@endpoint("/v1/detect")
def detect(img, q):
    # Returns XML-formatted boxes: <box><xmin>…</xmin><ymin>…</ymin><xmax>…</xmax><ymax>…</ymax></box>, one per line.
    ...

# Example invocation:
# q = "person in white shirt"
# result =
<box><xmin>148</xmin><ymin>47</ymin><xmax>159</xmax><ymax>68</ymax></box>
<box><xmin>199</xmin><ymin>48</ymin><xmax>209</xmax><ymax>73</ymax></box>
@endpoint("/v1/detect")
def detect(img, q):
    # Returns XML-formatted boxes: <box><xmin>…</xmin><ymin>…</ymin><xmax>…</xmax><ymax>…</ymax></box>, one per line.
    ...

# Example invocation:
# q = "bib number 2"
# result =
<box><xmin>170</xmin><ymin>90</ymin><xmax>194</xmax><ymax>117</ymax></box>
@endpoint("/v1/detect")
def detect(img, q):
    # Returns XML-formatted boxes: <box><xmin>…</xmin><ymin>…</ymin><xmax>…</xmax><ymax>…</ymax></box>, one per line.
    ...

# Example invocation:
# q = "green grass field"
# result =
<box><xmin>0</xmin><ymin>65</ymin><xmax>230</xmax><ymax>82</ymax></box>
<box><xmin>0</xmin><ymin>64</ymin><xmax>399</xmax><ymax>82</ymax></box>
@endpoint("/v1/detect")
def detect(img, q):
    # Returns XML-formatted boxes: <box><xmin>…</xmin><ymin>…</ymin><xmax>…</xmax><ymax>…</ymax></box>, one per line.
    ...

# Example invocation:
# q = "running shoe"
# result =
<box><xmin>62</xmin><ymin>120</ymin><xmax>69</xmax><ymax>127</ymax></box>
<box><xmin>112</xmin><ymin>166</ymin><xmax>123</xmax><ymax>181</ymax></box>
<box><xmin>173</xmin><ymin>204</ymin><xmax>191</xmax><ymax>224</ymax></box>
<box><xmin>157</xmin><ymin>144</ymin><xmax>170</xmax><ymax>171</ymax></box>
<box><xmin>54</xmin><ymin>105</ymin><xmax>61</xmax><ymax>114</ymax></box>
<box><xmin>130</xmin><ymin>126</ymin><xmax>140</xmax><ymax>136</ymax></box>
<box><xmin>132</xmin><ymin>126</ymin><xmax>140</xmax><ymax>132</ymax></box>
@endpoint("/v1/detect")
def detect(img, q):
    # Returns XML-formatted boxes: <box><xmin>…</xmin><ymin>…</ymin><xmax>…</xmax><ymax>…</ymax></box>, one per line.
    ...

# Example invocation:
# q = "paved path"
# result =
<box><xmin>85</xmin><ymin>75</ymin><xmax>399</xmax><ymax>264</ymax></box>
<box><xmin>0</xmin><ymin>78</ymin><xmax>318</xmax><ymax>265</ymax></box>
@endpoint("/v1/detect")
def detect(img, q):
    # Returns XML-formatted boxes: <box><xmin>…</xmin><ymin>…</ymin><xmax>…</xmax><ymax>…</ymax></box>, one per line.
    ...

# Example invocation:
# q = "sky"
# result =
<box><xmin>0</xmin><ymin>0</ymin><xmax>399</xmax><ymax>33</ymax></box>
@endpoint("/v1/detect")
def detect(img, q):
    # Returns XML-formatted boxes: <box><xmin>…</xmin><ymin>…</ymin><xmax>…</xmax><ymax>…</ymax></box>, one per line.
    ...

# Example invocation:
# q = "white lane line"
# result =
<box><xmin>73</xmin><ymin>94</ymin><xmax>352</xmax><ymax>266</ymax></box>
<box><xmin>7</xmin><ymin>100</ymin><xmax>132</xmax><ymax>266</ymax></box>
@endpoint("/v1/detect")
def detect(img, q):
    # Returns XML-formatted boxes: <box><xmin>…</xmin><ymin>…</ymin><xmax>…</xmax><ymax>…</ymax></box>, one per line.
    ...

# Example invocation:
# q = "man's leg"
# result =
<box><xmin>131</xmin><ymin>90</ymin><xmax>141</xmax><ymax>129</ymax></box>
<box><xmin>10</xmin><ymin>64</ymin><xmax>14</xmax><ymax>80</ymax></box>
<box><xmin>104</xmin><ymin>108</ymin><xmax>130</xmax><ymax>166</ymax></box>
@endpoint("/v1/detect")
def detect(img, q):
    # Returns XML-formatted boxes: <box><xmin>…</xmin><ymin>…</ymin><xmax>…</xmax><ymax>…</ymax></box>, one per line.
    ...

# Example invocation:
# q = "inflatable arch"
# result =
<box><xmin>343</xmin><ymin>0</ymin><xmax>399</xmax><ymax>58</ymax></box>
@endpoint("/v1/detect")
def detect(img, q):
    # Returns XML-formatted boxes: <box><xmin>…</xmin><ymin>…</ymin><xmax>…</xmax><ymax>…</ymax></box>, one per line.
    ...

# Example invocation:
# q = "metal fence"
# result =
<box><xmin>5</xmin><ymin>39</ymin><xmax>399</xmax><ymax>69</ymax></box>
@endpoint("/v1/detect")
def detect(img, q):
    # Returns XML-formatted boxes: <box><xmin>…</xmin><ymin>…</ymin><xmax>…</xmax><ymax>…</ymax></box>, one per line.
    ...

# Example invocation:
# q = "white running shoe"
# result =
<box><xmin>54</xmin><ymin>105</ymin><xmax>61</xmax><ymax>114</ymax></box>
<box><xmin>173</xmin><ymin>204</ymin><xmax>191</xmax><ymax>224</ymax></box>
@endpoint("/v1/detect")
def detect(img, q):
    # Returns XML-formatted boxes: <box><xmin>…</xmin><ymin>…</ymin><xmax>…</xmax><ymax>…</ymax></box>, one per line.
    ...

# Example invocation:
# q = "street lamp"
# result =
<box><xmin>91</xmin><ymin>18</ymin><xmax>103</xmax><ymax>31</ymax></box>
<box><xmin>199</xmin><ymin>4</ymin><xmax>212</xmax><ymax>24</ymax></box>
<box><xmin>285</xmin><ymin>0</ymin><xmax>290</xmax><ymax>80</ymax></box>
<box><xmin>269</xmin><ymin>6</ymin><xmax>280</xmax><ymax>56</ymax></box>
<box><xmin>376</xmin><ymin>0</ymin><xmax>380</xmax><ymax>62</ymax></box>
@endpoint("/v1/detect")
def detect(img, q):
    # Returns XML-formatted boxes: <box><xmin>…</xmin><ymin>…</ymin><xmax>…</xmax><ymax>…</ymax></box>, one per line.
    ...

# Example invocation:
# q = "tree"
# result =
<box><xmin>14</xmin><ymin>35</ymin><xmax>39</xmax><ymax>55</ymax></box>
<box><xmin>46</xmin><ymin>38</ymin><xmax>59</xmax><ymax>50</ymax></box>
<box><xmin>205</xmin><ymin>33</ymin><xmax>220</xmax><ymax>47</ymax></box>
####
Here, the records must be output exactly and in full.

@endpoint("/v1/detect")
def detect(img, q):
    # Returns XML-formatted boxes: <box><xmin>…</xmin><ymin>…</ymin><xmax>…</xmax><ymax>…</ymax></box>, one per line.
    ...

# Example invocation:
# q = "person in white shirt"
# result =
<box><xmin>148</xmin><ymin>47</ymin><xmax>159</xmax><ymax>68</ymax></box>
<box><xmin>199</xmin><ymin>48</ymin><xmax>209</xmax><ymax>73</ymax></box>
@endpoint("/v1/detect")
def detect(img, q):
    # Returns XML-formatted boxes: <box><xmin>…</xmin><ymin>…</ymin><xmax>…</xmax><ymax>…</ymax></box>, one per line.
    ...

# Example invocation:
# q = "bib number 2"
# result =
<box><xmin>170</xmin><ymin>90</ymin><xmax>194</xmax><ymax>117</ymax></box>
@endpoint("/v1/detect")
def detect(img, q):
    # Returns XML-formatted boxes: <box><xmin>…</xmin><ymin>…</ymin><xmax>…</xmax><ymax>…</ymax></box>, one per line.
    ...

# Example invocation:
# q = "green grass field"
# result =
<box><xmin>0</xmin><ymin>65</ymin><xmax>230</xmax><ymax>82</ymax></box>
<box><xmin>0</xmin><ymin>64</ymin><xmax>399</xmax><ymax>82</ymax></box>
@endpoint("/v1/detect")
def detect(img, q):
    # Returns XML-formatted boxes: <box><xmin>…</xmin><ymin>…</ymin><xmax>…</xmax><ymax>…</ymax></box>, one per line.
    ...

# Example invocation:
# q = "running shoe"
# result =
<box><xmin>62</xmin><ymin>120</ymin><xmax>69</xmax><ymax>127</ymax></box>
<box><xmin>112</xmin><ymin>166</ymin><xmax>123</xmax><ymax>181</ymax></box>
<box><xmin>173</xmin><ymin>204</ymin><xmax>191</xmax><ymax>224</ymax></box>
<box><xmin>157</xmin><ymin>144</ymin><xmax>170</xmax><ymax>171</ymax></box>
<box><xmin>54</xmin><ymin>105</ymin><xmax>61</xmax><ymax>114</ymax></box>
<box><xmin>130</xmin><ymin>126</ymin><xmax>140</xmax><ymax>136</ymax></box>
<box><xmin>132</xmin><ymin>126</ymin><xmax>140</xmax><ymax>132</ymax></box>
@endpoint("/v1/detect")
def detect(img, q):
    # Returns XML-formatted boxes: <box><xmin>…</xmin><ymin>…</ymin><xmax>…</xmax><ymax>…</ymax></box>, one per line.
    ...

# Example invocation:
# q = "paved path"
# result =
<box><xmin>85</xmin><ymin>75</ymin><xmax>399</xmax><ymax>264</ymax></box>
<box><xmin>0</xmin><ymin>78</ymin><xmax>318</xmax><ymax>265</ymax></box>
@endpoint("/v1/detect")
def detect(img, q):
    # Returns XML-formatted boxes: <box><xmin>…</xmin><ymin>…</ymin><xmax>…</xmax><ymax>…</ymax></box>, one per line.
    ...

# Example invocation:
# q = "sky"
# result =
<box><xmin>0</xmin><ymin>0</ymin><xmax>399</xmax><ymax>33</ymax></box>
@endpoint("/v1/detect")
def detect(img, q):
    # Returns XML-formatted boxes: <box><xmin>…</xmin><ymin>…</ymin><xmax>…</xmax><ymax>…</ymax></box>, one per line.
    ...

# Example invocation:
# q = "white lane line"
# result =
<box><xmin>73</xmin><ymin>94</ymin><xmax>352</xmax><ymax>266</ymax></box>
<box><xmin>7</xmin><ymin>100</ymin><xmax>132</xmax><ymax>266</ymax></box>
@endpoint("/v1/detect")
def detect(img, q):
    # Returns XML-formatted boxes: <box><xmin>…</xmin><ymin>…</ymin><xmax>…</xmax><ymax>…</ymax></box>, one per line.
    ...

# Example invocation:
# q = "man's leg"
# result =
<box><xmin>131</xmin><ymin>90</ymin><xmax>141</xmax><ymax>129</ymax></box>
<box><xmin>10</xmin><ymin>64</ymin><xmax>14</xmax><ymax>80</ymax></box>
<box><xmin>104</xmin><ymin>108</ymin><xmax>130</xmax><ymax>166</ymax></box>
@endpoint("/v1/detect")
def detect(img, q):
    # Returns XML-formatted boxes: <box><xmin>…</xmin><ymin>…</ymin><xmax>…</xmax><ymax>…</ymax></box>, one per line.
    ...

# Example invocation:
# q = "inflatable arch"
# result =
<box><xmin>343</xmin><ymin>0</ymin><xmax>399</xmax><ymax>58</ymax></box>
@endpoint("/v1/detect")
def detect(img, q):
    # Returns XML-formatted boxes: <box><xmin>…</xmin><ymin>…</ymin><xmax>…</xmax><ymax>…</ymax></box>, one per line.
    ...

# Example invocation:
# q = "metal fence"
# result =
<box><xmin>5</xmin><ymin>39</ymin><xmax>399</xmax><ymax>69</ymax></box>
@endpoint("/v1/detect")
def detect(img, q):
    # Returns XML-formatted boxes: <box><xmin>…</xmin><ymin>…</ymin><xmax>…</xmax><ymax>…</ymax></box>, one per line.
    ...

# Example invocation:
# q = "white running shoe"
# result =
<box><xmin>54</xmin><ymin>105</ymin><xmax>61</xmax><ymax>114</ymax></box>
<box><xmin>173</xmin><ymin>204</ymin><xmax>191</xmax><ymax>224</ymax></box>
@endpoint("/v1/detect")
def detect(img, q):
    # Returns XML-formatted boxes: <box><xmin>…</xmin><ymin>…</ymin><xmax>…</xmax><ymax>…</ymax></box>, one per line.
    ...

# Example invocation:
# q = "street lamp"
# result =
<box><xmin>91</xmin><ymin>18</ymin><xmax>103</xmax><ymax>31</ymax></box>
<box><xmin>199</xmin><ymin>4</ymin><xmax>212</xmax><ymax>24</ymax></box>
<box><xmin>285</xmin><ymin>0</ymin><xmax>290</xmax><ymax>80</ymax></box>
<box><xmin>269</xmin><ymin>6</ymin><xmax>280</xmax><ymax>56</ymax></box>
<box><xmin>376</xmin><ymin>0</ymin><xmax>380</xmax><ymax>62</ymax></box>
@endpoint("/v1/detect")
def detect(img, q):
    # Returns XML-formatted boxes: <box><xmin>…</xmin><ymin>…</ymin><xmax>…</xmax><ymax>…</ymax></box>, one per line.
    ...

# Example invocation:
# q = "tree"
# result =
<box><xmin>14</xmin><ymin>35</ymin><xmax>39</xmax><ymax>55</ymax></box>
<box><xmin>46</xmin><ymin>38</ymin><xmax>59</xmax><ymax>50</ymax></box>
<box><xmin>205</xmin><ymin>33</ymin><xmax>220</xmax><ymax>47</ymax></box>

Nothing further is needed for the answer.